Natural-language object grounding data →

»»

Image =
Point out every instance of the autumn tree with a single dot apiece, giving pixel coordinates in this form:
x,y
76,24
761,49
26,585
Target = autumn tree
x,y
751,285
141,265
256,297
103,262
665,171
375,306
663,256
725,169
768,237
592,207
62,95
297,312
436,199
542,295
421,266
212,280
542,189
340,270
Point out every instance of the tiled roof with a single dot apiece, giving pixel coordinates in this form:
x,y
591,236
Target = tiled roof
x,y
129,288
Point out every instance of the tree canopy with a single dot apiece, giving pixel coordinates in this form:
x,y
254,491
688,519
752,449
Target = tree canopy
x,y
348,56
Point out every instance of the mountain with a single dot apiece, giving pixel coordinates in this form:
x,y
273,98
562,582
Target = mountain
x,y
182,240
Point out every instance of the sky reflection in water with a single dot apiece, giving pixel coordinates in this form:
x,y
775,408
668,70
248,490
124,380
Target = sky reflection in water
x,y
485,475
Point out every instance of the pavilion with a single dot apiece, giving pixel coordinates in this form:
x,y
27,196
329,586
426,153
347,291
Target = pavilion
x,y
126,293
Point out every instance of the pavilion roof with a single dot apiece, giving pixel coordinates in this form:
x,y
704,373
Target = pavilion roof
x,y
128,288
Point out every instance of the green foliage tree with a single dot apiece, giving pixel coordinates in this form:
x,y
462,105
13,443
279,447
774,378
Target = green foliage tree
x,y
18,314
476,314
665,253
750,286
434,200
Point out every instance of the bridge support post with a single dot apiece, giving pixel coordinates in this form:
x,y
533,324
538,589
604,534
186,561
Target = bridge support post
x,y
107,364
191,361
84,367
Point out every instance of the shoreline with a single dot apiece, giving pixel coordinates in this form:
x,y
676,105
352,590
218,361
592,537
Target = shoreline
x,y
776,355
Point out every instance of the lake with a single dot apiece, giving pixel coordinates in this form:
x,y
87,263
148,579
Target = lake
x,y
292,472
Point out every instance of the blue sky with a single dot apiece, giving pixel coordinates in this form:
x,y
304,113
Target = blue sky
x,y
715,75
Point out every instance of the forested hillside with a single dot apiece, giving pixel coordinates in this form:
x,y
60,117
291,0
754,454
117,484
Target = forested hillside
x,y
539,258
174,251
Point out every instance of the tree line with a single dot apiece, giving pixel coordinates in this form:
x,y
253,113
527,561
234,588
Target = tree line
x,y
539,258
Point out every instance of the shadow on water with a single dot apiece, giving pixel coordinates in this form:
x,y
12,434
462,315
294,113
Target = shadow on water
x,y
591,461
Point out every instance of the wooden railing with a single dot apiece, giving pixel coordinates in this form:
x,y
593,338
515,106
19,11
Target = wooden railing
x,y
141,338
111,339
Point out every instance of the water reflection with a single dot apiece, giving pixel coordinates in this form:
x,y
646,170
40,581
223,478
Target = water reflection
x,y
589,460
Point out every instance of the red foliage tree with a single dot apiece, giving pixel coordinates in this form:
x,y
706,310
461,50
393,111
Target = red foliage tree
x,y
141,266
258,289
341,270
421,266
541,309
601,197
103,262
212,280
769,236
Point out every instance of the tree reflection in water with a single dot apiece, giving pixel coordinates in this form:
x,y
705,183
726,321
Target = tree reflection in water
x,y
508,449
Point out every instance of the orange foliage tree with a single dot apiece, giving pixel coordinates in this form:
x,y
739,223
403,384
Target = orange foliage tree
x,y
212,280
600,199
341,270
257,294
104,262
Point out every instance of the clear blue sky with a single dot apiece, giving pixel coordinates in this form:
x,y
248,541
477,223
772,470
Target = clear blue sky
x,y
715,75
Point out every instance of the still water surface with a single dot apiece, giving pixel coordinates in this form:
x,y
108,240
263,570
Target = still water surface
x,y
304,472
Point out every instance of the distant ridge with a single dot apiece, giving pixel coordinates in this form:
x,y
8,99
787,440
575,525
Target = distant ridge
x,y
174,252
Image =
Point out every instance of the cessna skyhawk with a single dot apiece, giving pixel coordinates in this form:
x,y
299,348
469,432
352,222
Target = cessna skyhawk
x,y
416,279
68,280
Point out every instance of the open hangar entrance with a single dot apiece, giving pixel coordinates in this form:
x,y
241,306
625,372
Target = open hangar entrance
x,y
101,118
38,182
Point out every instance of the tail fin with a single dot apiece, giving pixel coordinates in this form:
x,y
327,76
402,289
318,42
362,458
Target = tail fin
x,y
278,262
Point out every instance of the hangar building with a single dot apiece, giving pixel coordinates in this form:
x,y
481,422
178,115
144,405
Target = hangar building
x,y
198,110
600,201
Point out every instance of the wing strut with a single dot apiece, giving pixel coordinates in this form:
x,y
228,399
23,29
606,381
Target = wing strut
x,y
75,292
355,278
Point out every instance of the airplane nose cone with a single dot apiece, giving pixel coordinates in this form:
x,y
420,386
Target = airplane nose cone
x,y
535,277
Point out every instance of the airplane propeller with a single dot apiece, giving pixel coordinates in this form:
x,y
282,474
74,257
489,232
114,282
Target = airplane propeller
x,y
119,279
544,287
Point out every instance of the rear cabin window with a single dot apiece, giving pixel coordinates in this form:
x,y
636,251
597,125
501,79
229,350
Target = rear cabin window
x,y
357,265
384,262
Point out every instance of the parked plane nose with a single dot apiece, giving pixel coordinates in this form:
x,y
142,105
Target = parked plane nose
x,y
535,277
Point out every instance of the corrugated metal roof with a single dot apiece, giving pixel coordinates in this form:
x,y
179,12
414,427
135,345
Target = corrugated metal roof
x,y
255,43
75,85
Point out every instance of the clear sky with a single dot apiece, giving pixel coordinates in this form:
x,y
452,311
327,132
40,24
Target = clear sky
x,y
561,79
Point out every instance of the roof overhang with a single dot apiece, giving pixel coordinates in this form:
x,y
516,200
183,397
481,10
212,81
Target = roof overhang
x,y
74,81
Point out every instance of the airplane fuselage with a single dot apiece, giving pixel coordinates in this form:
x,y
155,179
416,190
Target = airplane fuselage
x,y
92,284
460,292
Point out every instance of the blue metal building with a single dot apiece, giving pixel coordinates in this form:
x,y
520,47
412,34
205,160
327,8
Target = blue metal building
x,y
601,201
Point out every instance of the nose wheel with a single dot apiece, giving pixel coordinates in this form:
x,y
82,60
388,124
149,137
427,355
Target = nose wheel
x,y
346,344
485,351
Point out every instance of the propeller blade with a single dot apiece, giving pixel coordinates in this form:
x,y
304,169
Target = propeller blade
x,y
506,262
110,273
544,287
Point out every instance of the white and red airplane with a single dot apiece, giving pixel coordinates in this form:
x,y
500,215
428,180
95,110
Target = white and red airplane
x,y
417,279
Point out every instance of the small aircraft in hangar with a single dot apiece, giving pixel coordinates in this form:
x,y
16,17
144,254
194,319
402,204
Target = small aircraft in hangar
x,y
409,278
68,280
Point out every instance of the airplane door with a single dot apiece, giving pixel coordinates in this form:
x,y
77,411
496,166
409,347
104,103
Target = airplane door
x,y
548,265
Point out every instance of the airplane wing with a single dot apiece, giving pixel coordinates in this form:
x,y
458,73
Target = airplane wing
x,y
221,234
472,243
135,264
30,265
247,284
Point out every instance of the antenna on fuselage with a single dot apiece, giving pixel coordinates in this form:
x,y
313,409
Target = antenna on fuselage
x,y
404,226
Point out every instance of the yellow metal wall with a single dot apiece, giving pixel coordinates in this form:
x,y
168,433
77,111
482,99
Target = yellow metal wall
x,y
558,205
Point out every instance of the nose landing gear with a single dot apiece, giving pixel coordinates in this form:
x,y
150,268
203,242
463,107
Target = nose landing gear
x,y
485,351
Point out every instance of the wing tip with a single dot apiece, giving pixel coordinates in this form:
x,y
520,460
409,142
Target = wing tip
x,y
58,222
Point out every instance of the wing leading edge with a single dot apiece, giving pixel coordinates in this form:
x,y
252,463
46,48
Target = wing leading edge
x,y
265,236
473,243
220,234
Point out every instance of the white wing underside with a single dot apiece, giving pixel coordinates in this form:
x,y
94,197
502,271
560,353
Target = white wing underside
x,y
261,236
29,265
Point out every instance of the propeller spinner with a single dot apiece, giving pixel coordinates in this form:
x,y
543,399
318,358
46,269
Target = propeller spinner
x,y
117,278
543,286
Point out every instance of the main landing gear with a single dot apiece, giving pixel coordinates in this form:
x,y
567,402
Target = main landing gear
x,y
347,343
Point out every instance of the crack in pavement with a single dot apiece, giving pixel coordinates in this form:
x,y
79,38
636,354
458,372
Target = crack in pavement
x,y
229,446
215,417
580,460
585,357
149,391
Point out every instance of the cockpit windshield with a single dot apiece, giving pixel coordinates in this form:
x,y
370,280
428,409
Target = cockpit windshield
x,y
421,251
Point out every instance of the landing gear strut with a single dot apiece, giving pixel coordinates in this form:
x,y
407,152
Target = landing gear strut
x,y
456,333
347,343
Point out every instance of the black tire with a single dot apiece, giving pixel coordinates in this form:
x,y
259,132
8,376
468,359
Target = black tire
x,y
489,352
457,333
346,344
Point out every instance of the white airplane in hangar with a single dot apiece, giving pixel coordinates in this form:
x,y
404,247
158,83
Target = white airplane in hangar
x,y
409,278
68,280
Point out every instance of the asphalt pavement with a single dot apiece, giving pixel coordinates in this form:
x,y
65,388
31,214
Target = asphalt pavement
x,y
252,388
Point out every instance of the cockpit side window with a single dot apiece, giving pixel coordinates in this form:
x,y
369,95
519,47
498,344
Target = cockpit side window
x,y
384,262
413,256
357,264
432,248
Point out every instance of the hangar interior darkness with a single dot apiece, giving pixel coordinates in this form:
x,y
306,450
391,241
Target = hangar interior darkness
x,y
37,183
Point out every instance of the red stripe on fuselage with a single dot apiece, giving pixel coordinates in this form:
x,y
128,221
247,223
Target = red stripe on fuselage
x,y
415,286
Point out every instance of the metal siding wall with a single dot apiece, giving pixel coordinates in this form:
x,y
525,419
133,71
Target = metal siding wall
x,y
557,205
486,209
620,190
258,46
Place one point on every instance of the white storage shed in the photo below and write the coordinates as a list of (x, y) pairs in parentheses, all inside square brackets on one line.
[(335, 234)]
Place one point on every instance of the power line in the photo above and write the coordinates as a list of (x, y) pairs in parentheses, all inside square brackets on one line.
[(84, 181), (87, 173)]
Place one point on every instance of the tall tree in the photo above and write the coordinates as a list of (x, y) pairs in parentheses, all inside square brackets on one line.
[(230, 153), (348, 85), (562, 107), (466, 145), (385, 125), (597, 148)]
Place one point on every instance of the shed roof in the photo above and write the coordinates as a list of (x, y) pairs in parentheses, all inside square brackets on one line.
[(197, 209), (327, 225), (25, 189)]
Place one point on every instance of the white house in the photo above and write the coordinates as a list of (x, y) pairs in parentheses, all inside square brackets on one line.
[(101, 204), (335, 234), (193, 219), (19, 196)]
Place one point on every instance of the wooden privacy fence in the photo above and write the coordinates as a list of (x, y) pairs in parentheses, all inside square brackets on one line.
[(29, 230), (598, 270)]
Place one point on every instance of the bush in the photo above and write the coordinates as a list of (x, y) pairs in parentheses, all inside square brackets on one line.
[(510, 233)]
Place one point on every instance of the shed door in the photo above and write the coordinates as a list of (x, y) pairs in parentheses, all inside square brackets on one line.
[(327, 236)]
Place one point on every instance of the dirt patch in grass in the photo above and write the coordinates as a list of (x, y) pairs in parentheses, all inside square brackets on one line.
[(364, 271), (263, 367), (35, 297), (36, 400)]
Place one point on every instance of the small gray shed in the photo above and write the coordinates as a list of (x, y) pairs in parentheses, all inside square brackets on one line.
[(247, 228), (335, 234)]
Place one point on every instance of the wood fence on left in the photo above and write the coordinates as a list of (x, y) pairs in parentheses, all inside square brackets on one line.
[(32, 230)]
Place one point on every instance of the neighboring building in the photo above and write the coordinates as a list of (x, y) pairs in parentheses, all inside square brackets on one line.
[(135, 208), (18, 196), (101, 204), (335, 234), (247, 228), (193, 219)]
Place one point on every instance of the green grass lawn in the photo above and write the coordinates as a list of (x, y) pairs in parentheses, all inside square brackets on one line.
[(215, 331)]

««

Your goal →
From the line containing "Place one point on every instance of the green" to the final line of the data, repeat each line exactly. Include both ends.

Solution to this exercise →
Place one point on every instance of the green grass lawn in the photo above and write the coordinates as a list of (x, y) pairs in parentheses, all inside square brackets on one line.
[(215, 331)]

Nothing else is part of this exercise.